(Entries from a point annotation set)
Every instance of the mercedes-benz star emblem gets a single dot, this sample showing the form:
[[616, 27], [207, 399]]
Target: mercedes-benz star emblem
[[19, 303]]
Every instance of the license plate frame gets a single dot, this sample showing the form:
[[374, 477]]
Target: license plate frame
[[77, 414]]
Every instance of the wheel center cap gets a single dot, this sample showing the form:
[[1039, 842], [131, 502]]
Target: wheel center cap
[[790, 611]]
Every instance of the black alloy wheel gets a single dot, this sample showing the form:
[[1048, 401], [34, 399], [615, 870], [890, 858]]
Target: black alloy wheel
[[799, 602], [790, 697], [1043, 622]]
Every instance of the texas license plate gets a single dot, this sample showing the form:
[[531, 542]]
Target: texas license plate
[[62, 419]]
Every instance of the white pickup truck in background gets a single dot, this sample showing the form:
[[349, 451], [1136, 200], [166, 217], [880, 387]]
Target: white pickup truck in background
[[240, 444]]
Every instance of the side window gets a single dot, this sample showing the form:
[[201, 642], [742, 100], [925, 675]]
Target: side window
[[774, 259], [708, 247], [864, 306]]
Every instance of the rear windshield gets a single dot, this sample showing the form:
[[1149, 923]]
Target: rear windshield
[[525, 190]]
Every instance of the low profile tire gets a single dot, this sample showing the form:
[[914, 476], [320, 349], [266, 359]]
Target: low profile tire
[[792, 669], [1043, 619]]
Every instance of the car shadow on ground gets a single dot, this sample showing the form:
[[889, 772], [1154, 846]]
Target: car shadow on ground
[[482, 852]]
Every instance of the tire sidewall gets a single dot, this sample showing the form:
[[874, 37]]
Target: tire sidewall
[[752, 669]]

--

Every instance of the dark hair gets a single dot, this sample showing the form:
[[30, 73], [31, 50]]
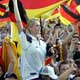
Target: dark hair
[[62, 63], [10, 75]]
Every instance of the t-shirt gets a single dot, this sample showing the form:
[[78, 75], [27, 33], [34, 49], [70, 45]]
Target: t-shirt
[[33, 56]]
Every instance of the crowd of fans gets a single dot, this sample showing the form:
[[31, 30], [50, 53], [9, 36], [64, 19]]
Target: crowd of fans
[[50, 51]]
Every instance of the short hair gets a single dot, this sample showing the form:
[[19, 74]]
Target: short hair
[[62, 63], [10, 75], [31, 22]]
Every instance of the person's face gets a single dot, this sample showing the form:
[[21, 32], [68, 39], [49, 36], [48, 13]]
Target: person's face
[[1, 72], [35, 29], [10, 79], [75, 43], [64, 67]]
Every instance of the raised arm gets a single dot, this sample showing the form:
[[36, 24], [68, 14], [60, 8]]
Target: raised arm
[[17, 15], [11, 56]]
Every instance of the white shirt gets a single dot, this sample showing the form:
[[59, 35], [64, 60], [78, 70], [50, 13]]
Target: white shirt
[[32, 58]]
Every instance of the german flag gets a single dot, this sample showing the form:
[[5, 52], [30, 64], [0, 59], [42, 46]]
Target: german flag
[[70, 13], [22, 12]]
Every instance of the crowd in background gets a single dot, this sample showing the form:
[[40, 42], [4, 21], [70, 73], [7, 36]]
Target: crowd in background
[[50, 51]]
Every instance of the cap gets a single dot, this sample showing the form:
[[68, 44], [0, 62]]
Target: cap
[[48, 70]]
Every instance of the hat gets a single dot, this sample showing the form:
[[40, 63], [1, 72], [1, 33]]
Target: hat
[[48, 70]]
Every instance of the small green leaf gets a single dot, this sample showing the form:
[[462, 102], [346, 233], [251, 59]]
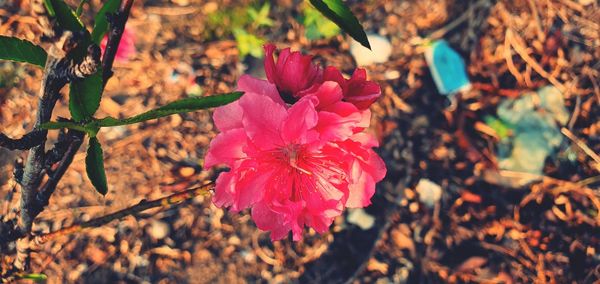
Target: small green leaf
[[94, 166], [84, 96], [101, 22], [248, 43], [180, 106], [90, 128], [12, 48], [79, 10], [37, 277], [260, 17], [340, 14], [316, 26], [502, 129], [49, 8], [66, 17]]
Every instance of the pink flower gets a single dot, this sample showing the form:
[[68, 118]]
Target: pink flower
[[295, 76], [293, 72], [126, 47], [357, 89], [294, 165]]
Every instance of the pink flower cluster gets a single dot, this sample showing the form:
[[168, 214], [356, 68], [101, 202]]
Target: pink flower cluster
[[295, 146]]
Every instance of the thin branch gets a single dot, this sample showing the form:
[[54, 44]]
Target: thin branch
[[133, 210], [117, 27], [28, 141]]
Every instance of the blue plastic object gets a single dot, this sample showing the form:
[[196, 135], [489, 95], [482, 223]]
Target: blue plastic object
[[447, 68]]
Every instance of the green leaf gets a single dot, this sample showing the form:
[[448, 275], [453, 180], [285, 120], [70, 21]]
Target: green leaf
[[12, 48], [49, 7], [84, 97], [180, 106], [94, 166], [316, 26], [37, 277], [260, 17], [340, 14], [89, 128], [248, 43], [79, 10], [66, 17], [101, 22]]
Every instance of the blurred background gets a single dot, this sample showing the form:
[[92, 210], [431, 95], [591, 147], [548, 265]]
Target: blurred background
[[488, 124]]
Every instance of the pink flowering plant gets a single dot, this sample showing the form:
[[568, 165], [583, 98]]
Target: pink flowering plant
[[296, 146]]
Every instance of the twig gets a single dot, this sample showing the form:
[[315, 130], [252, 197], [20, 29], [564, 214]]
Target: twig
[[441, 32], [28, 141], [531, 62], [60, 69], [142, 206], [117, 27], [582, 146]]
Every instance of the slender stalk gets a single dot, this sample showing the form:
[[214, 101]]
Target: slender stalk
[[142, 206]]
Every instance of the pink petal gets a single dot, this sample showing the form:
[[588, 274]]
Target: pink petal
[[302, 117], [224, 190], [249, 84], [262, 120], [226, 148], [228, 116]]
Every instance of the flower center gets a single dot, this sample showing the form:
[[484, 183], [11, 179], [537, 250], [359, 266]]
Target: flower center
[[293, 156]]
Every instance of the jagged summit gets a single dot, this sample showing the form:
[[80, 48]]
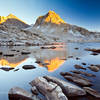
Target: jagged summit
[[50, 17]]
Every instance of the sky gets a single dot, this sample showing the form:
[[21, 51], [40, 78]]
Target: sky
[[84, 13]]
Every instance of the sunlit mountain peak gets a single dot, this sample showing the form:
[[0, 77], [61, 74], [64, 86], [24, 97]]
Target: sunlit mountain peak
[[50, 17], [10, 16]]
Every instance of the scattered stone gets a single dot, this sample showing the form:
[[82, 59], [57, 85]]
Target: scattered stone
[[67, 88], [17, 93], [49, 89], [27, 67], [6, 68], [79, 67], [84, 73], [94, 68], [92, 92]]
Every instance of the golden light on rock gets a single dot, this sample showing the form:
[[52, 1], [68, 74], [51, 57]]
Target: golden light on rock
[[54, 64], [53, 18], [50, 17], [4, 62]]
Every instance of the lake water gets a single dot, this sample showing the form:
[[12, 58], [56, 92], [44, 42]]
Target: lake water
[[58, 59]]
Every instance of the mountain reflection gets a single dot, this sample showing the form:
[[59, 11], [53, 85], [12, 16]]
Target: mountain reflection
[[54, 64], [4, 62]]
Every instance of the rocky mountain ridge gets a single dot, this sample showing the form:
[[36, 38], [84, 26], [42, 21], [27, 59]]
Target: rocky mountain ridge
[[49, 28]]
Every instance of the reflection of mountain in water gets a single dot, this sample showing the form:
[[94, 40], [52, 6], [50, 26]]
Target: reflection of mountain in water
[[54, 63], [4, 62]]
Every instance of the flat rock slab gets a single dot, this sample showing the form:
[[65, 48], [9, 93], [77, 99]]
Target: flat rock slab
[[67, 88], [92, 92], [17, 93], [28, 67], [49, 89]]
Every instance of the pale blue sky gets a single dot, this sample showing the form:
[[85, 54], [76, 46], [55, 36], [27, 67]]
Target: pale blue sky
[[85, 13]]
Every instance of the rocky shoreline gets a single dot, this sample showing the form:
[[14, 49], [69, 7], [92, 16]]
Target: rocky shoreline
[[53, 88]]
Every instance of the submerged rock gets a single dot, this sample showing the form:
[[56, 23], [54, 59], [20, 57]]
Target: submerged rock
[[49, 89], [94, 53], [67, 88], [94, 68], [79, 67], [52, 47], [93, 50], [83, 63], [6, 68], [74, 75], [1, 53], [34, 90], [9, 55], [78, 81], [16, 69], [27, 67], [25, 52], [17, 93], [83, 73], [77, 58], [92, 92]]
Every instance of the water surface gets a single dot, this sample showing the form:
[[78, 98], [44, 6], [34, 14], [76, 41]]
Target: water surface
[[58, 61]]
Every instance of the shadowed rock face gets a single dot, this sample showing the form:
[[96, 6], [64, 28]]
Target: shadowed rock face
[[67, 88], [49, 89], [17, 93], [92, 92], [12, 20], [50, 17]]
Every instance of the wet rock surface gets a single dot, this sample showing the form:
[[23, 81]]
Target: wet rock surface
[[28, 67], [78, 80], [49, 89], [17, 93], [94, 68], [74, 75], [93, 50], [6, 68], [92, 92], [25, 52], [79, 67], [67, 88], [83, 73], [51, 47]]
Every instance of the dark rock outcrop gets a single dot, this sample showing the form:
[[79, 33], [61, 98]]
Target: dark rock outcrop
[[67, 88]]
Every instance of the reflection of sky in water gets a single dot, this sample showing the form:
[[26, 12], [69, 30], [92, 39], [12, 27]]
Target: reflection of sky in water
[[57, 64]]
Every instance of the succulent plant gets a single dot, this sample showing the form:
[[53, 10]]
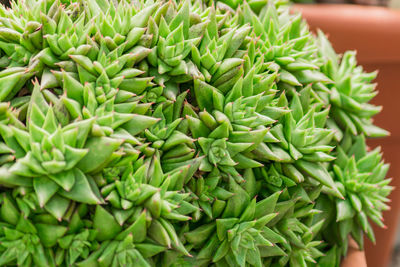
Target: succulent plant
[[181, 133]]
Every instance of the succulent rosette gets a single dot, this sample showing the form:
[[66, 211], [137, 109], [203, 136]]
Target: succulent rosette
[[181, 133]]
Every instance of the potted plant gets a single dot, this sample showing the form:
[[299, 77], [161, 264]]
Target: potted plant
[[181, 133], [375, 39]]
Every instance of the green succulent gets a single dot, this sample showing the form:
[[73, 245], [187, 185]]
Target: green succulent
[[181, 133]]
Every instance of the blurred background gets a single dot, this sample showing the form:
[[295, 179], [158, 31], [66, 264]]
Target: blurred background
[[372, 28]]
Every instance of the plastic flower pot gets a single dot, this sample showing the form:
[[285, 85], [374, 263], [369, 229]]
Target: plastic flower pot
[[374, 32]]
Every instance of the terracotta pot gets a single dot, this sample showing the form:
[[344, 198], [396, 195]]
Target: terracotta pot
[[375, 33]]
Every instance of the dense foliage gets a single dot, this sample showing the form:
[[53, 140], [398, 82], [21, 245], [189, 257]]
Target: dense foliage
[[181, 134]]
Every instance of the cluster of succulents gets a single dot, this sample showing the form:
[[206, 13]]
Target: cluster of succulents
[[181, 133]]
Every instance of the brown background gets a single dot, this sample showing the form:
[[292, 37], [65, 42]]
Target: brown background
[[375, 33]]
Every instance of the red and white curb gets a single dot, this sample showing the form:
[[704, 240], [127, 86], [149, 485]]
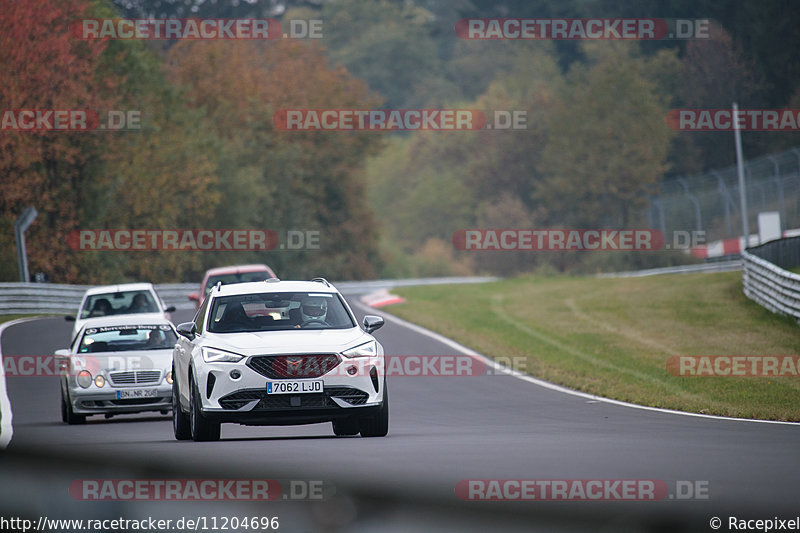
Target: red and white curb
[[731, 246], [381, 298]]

WHAT IS EXPECTED: Please rewrite the entries between the lines holding "Every instance of the brown" and "[[731, 246], [381, 298]]", inclusive, with "red and white curb" swapped for "striped curb" and nothing else changed. Omit the pictures from what you return.

TASK RESPONSE:
Every instance of the brown background gets a single dot, this sample showing the form:
[[292, 37], [65, 42]]
Target: brown background
[[375, 33]]
Every instance of the striped curb gets a single dot, this sample showing the form:
[[704, 240], [127, 86], [149, 485]]
Target: striped curb
[[731, 246], [381, 298]]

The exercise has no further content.